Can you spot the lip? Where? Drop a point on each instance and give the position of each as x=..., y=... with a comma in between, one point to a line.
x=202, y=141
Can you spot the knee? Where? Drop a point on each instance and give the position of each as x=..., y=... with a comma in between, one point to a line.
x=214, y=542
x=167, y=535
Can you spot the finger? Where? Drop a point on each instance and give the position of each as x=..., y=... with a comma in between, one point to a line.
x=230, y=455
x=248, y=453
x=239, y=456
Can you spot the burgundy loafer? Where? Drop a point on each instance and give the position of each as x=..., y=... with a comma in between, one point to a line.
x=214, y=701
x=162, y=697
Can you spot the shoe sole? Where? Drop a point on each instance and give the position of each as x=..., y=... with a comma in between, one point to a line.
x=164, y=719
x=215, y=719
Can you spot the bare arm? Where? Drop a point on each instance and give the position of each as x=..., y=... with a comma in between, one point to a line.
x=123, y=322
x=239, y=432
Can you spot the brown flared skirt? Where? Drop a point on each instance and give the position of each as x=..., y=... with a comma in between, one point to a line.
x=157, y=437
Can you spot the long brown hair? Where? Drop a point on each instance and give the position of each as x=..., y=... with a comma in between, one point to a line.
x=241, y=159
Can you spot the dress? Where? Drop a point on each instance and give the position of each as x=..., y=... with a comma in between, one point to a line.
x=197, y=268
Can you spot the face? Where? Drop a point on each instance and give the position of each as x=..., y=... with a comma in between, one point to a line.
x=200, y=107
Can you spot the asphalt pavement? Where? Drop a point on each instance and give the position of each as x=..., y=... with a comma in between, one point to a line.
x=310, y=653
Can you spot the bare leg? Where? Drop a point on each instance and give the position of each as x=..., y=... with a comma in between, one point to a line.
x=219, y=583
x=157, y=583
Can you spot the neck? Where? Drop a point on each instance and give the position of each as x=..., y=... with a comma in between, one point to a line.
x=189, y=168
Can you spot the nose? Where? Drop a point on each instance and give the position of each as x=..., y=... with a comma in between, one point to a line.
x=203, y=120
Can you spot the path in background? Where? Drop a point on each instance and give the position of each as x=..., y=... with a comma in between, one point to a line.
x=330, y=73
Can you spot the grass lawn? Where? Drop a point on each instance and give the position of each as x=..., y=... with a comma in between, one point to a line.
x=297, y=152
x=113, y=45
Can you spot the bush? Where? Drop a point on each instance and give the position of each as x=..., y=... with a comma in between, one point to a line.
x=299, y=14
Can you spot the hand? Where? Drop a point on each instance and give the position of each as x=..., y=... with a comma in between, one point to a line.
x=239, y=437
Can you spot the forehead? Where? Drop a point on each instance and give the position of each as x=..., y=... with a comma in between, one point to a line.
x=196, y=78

**Work item**
Only the lines from the one containing "Can you spot the grass" through the final line of the data belong in the answer, repeated exactly.

**Written response**
Can you spot the grass lawn? Where? Drop a point on each instance and give the position of each as x=..., y=... with a comma in between, one point to a line.
x=297, y=152
x=113, y=45
Can you spot the bush? Where? Drop a point on each instance and give the position of each as x=..., y=... with a comma in between, one point to a line.
x=299, y=14
Can you spot the hand? Where? Drop a point on each instance and give the position of each as x=..., y=... with a comma in between, one point to a line.
x=239, y=437
Can you spot the forehead? Where? Drop a point on each instance and give the position of each as x=..., y=... with a comma in between, one point to a line.
x=196, y=78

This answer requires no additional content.